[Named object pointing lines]
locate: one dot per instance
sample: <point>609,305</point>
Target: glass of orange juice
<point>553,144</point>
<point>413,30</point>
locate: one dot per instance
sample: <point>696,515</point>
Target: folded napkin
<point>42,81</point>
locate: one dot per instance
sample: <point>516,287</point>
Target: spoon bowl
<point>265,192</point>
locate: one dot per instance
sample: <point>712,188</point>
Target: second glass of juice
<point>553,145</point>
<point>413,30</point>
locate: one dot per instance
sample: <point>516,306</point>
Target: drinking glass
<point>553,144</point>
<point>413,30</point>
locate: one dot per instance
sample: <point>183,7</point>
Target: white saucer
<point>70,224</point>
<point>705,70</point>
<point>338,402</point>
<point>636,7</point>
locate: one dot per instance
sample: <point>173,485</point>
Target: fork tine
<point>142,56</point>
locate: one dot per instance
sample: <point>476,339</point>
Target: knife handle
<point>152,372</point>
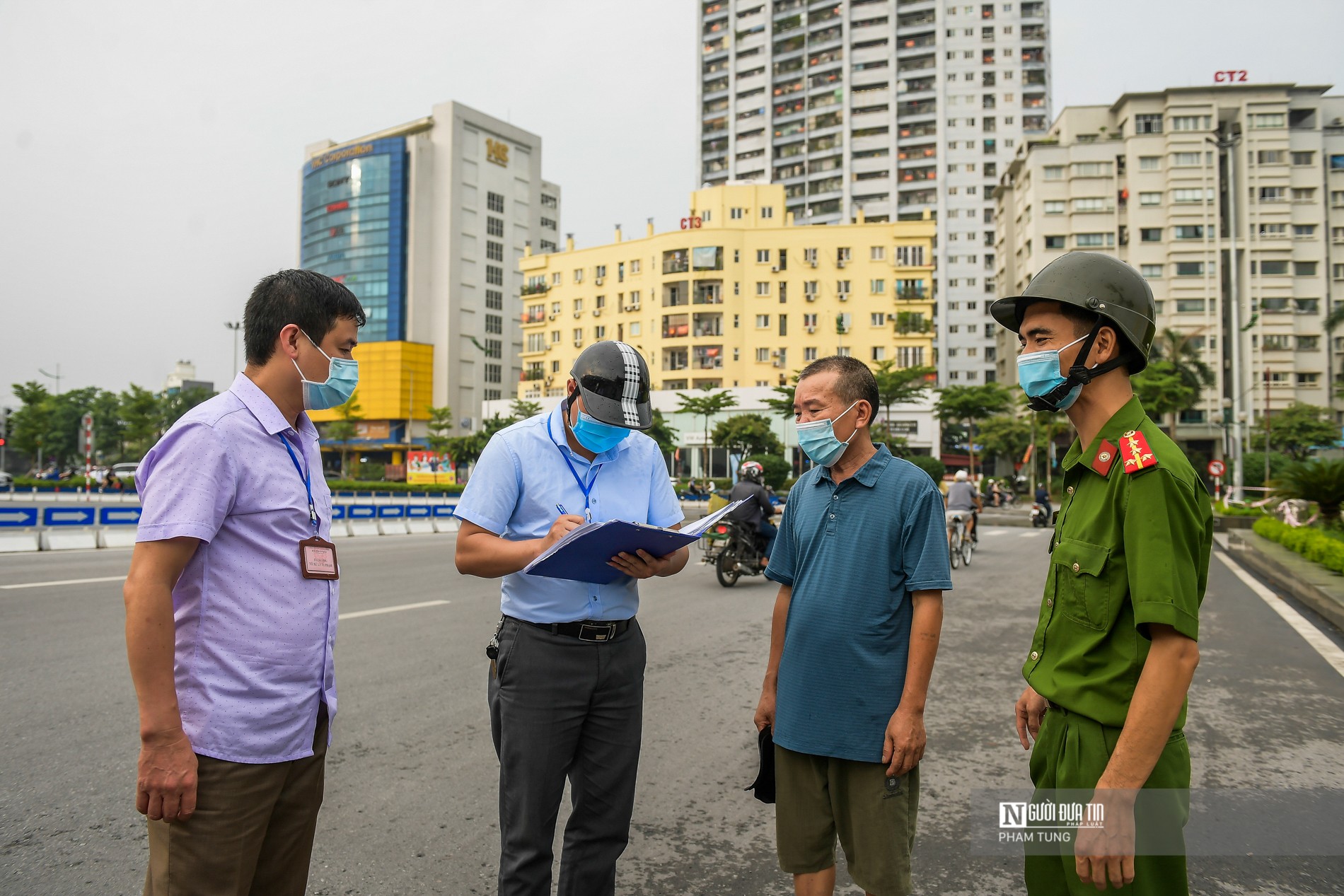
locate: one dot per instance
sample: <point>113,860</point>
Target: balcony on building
<point>709,292</point>
<point>676,293</point>
<point>707,358</point>
<point>707,324</point>
<point>676,325</point>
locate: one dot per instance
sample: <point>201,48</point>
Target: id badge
<point>318,559</point>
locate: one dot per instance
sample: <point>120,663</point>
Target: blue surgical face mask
<point>596,436</point>
<point>1039,373</point>
<point>819,441</point>
<point>342,379</point>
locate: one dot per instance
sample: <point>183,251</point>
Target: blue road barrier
<point>67,516</point>
<point>119,516</point>
<point>18,518</point>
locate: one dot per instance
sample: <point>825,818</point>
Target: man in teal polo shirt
<point>862,562</point>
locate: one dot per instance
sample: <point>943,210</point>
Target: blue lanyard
<point>308,481</point>
<point>585,489</point>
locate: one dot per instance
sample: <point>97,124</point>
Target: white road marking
<point>1314,636</point>
<point>47,585</point>
<point>397,609</point>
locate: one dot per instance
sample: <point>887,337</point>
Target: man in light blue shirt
<point>566,688</point>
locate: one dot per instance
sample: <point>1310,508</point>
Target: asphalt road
<point>412,776</point>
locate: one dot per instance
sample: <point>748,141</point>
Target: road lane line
<point>397,609</point>
<point>47,585</point>
<point>1314,636</point>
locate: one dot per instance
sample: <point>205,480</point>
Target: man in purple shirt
<point>231,606</point>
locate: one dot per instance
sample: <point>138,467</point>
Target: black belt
<point>594,630</point>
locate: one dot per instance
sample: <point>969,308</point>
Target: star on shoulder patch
<point>1103,458</point>
<point>1136,452</point>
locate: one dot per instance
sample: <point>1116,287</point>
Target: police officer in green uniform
<point>1115,648</point>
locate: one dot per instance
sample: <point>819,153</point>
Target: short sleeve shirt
<point>255,639</point>
<point>1129,549</point>
<point>852,554</point>
<point>526,470</point>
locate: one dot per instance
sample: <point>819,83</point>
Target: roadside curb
<point>1292,574</point>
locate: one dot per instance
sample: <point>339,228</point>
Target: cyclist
<point>963,503</point>
<point>757,512</point>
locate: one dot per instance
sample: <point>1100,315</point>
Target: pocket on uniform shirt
<point>1081,583</point>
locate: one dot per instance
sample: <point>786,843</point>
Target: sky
<point>152,149</point>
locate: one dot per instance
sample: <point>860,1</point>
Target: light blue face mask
<point>596,436</point>
<point>818,440</point>
<point>1039,374</point>
<point>342,379</point>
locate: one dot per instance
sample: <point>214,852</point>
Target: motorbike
<point>733,549</point>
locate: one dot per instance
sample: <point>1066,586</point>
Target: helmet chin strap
<point>1078,375</point>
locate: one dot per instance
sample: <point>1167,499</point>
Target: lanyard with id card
<point>316,555</point>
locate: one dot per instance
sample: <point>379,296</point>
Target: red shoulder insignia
<point>1136,452</point>
<point>1103,458</point>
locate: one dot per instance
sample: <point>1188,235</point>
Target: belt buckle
<point>597,632</point>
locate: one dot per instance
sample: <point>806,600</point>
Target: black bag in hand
<point>764,785</point>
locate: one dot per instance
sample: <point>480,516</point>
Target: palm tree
<point>1187,361</point>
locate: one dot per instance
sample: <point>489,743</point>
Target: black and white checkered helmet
<point>615,383</point>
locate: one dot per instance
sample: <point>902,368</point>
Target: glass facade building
<point>354,228</point>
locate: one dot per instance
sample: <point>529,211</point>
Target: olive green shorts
<point>819,798</point>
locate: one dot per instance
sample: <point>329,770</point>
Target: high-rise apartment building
<point>427,222</point>
<point>888,107</point>
<point>737,297</point>
<point>1174,182</point>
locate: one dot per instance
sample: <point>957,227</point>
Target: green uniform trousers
<point>1072,752</point>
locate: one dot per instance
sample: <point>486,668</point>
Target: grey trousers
<point>564,709</point>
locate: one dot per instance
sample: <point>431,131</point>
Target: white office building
<point>893,107</point>
<point>425,222</point>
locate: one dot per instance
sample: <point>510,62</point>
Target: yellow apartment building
<point>738,294</point>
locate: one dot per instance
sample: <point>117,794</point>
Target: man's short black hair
<point>855,382</point>
<point>304,297</point>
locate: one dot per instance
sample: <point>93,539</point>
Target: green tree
<point>900,385</point>
<point>343,429</point>
<point>1164,390</point>
<point>661,433</point>
<point>1296,430</point>
<point>971,403</point>
<point>1006,436</point>
<point>174,406</point>
<point>748,434</point>
<point>522,410</point>
<point>1186,361</point>
<point>706,406</point>
<point>143,417</point>
<point>1320,481</point>
<point>30,425</point>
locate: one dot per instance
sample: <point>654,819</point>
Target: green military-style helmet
<point>1094,282</point>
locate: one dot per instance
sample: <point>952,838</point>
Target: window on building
<point>1148,124</point>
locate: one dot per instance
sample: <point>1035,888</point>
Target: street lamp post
<point>234,327</point>
<point>1229,146</point>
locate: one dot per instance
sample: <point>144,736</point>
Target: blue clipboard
<point>584,554</point>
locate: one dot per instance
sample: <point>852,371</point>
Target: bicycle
<point>960,546</point>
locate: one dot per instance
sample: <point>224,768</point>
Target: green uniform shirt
<point>1130,547</point>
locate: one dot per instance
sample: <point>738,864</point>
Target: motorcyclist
<point>755,513</point>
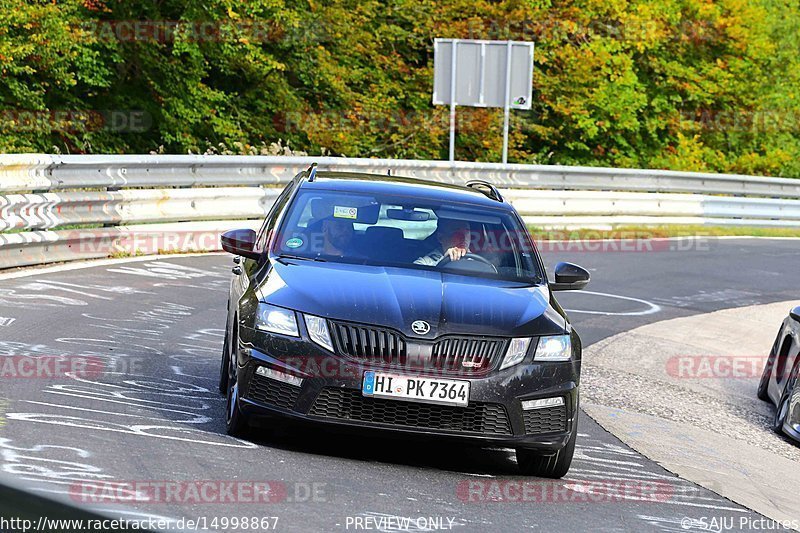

▸ Task instructions
Rewrite the stretch from the start of the lines through the line containing "<point>142,56</point>", changing "folded napkin" to "paper napkin" and keeping everything else the same.

▸ The result
locate: one dot per instance
sample: <point>609,305</point>
Target: glass of orange juice
<point>553,144</point>
<point>413,30</point>
locate: one dot per instance
sample: <point>696,515</point>
Target: paper napkin
<point>42,81</point>
locate: one dot per instance
sample: <point>516,287</point>
Target: spoon bowl
<point>265,192</point>
locate: one dot per instance
sample: <point>712,188</point>
Target: second glass of juice
<point>553,145</point>
<point>413,30</point>
locate: one dot per instance
sample: <point>516,306</point>
Target: drinking glass
<point>553,144</point>
<point>413,30</point>
locate: one dot per instance
sample: <point>183,7</point>
Target: white saucer
<point>70,224</point>
<point>705,70</point>
<point>338,402</point>
<point>636,7</point>
locate: one dot per instance
sample: <point>173,485</point>
Target: fork tine
<point>142,56</point>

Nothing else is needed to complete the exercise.